▸ **Task details**
Rescale the part of the entries that opens with the line containing "Place a point on every instance of the green jacket" and runs through the end of the entries, repeating every line with the requests left unchanged. Multiply each point coordinate in the answers by 2.1 and round it to a whole number, rounding halves up.

** Start of Record extracts **

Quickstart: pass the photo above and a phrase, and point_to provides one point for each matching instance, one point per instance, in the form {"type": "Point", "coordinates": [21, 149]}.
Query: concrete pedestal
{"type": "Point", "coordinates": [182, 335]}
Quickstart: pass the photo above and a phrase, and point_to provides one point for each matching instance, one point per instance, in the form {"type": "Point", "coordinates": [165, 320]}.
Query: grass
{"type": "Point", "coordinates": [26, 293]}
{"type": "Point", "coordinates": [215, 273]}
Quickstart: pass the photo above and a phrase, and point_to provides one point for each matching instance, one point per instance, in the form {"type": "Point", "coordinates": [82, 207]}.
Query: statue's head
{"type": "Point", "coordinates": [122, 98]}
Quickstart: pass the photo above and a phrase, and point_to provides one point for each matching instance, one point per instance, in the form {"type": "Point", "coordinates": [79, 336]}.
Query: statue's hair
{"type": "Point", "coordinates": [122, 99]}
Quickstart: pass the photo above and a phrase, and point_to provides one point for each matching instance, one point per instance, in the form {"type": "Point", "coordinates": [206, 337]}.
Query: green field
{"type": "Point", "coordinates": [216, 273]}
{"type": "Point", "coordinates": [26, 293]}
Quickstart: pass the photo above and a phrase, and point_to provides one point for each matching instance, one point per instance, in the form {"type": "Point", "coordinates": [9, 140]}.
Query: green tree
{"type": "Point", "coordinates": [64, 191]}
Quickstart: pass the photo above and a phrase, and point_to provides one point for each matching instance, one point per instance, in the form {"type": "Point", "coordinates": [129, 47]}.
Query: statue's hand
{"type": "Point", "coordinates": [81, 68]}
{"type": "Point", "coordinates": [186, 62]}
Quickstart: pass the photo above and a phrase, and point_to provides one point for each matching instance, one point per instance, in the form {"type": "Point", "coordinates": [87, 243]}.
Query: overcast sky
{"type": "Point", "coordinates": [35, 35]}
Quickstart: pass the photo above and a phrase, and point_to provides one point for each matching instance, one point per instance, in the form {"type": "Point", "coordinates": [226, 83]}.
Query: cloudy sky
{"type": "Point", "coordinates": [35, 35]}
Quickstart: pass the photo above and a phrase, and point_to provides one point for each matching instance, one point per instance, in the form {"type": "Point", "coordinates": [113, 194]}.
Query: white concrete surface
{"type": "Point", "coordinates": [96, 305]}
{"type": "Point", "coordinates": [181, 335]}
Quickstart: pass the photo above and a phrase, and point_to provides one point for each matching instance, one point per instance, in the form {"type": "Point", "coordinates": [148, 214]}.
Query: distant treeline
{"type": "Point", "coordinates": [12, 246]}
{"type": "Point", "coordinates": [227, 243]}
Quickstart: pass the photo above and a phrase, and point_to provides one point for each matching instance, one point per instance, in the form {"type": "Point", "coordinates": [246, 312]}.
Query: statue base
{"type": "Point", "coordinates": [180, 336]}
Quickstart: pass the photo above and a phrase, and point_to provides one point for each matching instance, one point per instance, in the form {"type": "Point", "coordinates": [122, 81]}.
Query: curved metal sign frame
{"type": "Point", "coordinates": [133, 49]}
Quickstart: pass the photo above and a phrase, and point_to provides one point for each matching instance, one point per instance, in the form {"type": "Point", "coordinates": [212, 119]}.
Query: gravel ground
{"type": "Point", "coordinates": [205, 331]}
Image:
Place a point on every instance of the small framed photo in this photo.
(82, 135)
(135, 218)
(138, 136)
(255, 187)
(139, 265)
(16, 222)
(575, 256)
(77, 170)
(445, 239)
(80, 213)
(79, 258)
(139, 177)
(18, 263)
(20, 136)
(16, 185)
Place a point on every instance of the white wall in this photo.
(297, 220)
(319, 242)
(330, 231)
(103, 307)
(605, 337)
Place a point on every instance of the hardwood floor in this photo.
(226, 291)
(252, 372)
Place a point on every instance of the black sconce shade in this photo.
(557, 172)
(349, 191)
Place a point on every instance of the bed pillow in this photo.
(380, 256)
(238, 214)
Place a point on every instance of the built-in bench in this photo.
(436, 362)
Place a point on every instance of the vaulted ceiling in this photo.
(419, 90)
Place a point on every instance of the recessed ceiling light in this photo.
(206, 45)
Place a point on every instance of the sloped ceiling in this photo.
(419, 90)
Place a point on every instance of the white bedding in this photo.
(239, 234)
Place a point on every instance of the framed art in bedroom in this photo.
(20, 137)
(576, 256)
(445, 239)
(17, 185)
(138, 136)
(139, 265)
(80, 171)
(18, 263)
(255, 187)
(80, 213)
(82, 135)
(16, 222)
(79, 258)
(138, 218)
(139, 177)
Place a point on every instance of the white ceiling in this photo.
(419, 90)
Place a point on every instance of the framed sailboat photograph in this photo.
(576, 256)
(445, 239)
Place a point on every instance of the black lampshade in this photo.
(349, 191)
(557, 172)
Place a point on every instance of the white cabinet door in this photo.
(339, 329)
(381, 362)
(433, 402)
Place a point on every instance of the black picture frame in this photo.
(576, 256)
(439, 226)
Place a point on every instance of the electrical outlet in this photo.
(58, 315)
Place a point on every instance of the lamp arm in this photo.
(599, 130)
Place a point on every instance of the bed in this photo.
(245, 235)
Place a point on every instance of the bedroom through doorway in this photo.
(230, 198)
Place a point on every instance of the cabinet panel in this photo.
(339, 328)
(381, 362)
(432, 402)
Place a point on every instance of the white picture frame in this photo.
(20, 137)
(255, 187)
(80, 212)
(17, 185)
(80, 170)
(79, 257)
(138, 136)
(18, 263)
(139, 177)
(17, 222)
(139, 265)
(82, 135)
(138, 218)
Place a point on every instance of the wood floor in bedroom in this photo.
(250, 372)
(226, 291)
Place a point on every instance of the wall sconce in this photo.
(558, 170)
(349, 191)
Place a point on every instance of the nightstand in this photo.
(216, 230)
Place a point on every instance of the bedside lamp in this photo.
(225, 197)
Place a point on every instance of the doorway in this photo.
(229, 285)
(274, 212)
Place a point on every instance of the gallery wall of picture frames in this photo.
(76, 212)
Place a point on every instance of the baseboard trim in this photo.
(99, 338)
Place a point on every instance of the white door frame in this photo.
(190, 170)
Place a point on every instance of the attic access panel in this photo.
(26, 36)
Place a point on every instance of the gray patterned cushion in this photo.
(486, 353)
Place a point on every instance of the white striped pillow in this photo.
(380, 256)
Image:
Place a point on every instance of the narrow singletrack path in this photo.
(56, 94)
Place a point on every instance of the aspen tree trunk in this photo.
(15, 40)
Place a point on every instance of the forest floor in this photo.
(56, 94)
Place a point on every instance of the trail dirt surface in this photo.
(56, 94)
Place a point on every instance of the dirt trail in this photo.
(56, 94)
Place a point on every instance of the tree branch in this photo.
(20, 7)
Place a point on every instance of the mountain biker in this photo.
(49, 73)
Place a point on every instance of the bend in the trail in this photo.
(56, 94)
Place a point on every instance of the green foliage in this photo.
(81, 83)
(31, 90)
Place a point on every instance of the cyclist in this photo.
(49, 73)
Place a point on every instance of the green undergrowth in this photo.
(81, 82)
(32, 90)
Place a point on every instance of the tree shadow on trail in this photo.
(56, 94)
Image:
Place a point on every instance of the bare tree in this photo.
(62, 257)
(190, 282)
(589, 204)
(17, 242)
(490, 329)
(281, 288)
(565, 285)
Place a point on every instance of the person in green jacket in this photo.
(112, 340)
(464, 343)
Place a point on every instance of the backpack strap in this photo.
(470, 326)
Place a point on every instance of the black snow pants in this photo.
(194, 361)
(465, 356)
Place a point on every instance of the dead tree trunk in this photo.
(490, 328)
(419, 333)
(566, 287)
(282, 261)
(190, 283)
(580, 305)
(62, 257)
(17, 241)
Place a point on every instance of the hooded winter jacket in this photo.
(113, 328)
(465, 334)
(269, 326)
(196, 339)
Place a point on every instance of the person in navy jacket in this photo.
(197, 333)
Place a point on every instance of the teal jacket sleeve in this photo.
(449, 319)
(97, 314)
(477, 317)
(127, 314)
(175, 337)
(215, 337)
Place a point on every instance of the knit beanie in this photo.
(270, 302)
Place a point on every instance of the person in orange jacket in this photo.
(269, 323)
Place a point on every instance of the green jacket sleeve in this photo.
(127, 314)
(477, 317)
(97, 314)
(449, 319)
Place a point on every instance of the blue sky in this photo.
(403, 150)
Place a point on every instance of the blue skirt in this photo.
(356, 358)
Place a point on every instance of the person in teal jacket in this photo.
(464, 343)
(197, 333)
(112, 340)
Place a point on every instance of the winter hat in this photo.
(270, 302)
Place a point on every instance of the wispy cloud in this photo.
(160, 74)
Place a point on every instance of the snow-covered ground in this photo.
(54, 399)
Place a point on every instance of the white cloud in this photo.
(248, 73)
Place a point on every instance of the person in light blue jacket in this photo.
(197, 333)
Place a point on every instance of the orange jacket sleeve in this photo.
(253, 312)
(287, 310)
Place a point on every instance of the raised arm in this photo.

** End of Record extracts **

▸ **Written solution**
Place a point on every instance of the green jacket sleeve in this photo.
(267, 659)
(1002, 666)
(204, 659)
(943, 670)
Place a point on every instance of the blue sky in this photo.
(846, 315)
Place a point on every instance of the blue skirt in this photo.
(748, 752)
Place a point on every instance of the person in teal jacket in this photo.
(974, 720)
(414, 699)
(235, 714)
Place a point on every instance of the winter hat in this photo.
(567, 634)
Place a point on every instance of the wispy cloud in this photo.
(336, 155)
Place a point on every instance of the snow-covered ground in this photo.
(113, 838)
Place a point on every instance of the white cloud in this photo.
(521, 153)
Place a point on every instance of the person in light blue jacket in this photo.
(414, 699)
Place a point on every instance of the orange jacket sleeve in this photo.
(531, 655)
(603, 651)
Place a point on every instance of the raised arm in this photo.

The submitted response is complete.